■ **DIRECTIONS**: Arrange the lines as a numbered list, starting with the line that contains "Where can you find the vanity light" and continuing through the last line of the entries, with blank lines and pictures left out.

■ **DATA EXCERPTS**:
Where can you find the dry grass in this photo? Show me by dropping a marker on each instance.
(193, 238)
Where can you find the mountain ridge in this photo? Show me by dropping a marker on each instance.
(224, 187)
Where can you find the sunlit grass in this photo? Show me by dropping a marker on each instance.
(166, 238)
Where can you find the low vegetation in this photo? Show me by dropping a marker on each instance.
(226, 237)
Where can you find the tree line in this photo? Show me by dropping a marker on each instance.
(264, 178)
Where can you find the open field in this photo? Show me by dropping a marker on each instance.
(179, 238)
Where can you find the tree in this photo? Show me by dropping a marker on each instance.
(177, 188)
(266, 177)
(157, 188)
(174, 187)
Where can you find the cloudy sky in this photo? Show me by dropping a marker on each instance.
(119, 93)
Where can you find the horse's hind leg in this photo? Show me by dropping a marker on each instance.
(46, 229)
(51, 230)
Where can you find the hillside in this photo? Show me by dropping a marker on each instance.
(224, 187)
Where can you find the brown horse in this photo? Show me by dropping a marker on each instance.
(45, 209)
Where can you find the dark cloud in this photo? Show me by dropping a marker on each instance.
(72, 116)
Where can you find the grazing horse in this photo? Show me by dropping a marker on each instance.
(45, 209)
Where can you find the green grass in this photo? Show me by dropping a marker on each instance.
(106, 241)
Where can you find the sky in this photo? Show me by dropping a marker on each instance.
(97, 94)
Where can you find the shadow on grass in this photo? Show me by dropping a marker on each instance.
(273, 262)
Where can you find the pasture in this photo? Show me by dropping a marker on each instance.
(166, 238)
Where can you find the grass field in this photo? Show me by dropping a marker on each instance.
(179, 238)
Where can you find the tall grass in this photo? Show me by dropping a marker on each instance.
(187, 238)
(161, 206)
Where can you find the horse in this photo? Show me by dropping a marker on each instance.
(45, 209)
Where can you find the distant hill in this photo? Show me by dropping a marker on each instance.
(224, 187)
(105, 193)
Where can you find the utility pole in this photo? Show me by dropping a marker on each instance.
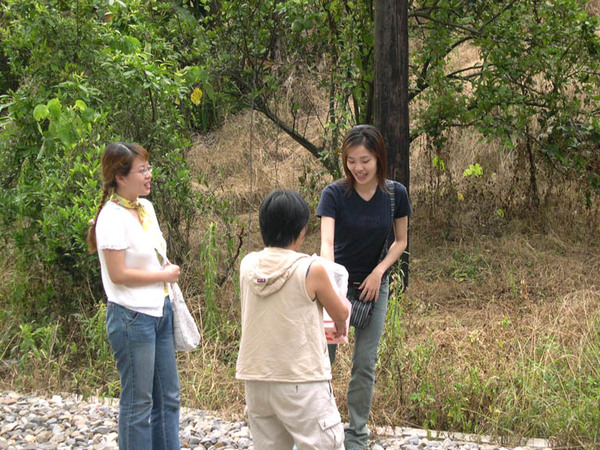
(391, 90)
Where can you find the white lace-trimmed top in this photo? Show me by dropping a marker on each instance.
(118, 229)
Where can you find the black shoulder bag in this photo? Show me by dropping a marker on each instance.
(362, 311)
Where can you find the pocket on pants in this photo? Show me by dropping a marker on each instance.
(332, 431)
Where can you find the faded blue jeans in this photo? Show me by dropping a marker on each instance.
(144, 349)
(362, 380)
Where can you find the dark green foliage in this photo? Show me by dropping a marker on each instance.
(87, 73)
(536, 70)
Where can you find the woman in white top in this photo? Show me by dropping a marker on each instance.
(139, 318)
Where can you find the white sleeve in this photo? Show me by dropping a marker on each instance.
(110, 230)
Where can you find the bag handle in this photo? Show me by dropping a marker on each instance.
(390, 236)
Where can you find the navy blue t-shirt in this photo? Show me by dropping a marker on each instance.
(361, 227)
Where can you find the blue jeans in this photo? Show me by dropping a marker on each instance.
(145, 354)
(362, 380)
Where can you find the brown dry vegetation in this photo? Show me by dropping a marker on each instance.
(491, 297)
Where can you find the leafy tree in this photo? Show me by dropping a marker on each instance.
(537, 74)
(88, 72)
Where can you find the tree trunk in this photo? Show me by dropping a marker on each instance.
(391, 90)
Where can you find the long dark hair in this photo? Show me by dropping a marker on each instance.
(369, 137)
(117, 159)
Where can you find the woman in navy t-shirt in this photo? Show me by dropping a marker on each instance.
(355, 223)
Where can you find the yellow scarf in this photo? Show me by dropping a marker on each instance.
(144, 216)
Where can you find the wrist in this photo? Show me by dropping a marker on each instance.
(378, 271)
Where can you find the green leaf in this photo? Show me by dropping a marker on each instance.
(80, 105)
(297, 26)
(40, 112)
(55, 108)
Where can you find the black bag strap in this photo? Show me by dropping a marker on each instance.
(389, 238)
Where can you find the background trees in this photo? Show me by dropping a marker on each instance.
(520, 78)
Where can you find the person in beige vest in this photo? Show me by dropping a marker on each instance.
(283, 356)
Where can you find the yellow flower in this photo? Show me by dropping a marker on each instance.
(196, 96)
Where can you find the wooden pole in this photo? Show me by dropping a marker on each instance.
(391, 90)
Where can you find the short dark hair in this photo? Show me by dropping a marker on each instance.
(282, 217)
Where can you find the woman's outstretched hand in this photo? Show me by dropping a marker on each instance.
(171, 272)
(370, 286)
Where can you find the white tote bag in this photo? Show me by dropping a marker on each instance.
(185, 331)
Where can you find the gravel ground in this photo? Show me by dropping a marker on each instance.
(70, 422)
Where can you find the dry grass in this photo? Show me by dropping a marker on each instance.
(485, 304)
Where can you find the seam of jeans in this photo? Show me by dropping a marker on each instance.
(132, 393)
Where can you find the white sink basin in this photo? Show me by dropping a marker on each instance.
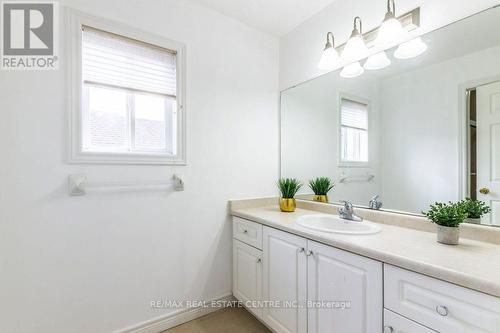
(334, 224)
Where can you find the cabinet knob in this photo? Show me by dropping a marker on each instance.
(442, 310)
(484, 190)
(388, 329)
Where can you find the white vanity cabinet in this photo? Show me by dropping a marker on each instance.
(394, 323)
(284, 281)
(338, 291)
(314, 288)
(347, 286)
(247, 275)
(439, 305)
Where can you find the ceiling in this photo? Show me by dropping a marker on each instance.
(277, 17)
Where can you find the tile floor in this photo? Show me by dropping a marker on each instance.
(230, 320)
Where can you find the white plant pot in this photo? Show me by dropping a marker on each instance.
(448, 235)
(473, 221)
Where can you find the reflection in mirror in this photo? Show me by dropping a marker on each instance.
(418, 131)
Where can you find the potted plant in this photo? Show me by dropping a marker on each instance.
(475, 210)
(288, 188)
(448, 218)
(321, 186)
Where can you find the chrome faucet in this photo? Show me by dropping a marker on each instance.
(374, 203)
(346, 212)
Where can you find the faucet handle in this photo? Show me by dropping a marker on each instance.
(374, 203)
(347, 204)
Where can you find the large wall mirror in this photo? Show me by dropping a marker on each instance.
(420, 131)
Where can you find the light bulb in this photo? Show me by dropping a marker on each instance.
(329, 59)
(377, 61)
(390, 33)
(353, 70)
(355, 47)
(411, 49)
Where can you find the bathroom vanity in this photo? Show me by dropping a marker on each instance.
(397, 280)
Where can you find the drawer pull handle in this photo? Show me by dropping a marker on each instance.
(442, 310)
(388, 329)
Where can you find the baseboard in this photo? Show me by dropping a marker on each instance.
(162, 323)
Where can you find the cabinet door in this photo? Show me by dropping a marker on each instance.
(394, 323)
(346, 291)
(247, 275)
(439, 305)
(284, 281)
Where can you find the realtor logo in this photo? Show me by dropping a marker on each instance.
(29, 39)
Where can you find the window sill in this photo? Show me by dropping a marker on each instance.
(347, 164)
(126, 158)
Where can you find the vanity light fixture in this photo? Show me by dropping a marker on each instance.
(410, 49)
(355, 48)
(330, 58)
(353, 70)
(391, 31)
(377, 61)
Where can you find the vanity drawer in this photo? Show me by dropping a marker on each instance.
(394, 323)
(248, 232)
(439, 305)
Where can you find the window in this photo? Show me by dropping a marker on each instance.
(353, 132)
(129, 102)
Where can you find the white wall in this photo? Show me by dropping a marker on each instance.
(300, 49)
(420, 130)
(310, 135)
(94, 263)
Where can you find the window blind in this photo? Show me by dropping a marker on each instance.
(118, 61)
(354, 114)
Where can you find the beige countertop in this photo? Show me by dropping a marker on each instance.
(472, 264)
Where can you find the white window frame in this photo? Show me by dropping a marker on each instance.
(352, 164)
(75, 21)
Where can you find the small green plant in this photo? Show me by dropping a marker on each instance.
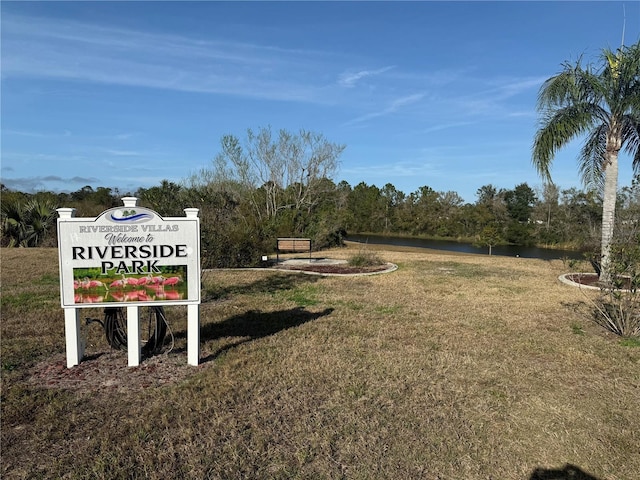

■ **OUTPUT OF THE EXERCISE**:
1. Where can you find the vanity light fixture in this photo? Show me by dropping a marker on each instance.
2. (410, 49)
3. (355, 48)
4. (330, 58)
5. (353, 70)
6. (391, 31)
7. (377, 61)
8. Where can you find the vanity drawer in this photo? Show me by dropping a marker on each instance.
9. (394, 323)
10. (248, 232)
11. (439, 305)
12. Where can you find the window in this photo? Show me by dropping a marker on each instance.
13. (353, 132)
14. (129, 102)
15. Where can you find the white wall in this photo? Show me by dropping a marker on each instance.
16. (300, 49)
17. (420, 130)
18. (310, 135)
19. (94, 263)
20. Where can you find the window blind in this photo? Show me by dropping a marker on each instance.
21. (118, 61)
22. (354, 114)
23. Where can you find the beige countertop in this photo? Show me by dropping a marker on each instance.
24. (472, 264)
25. Where can you find the white window frame in this photo? Show me by dropping a marker on each instance.
26. (352, 164)
27. (75, 21)
28. Where can you find the small green plant in this photo? Show me by dropping a marker on each instance.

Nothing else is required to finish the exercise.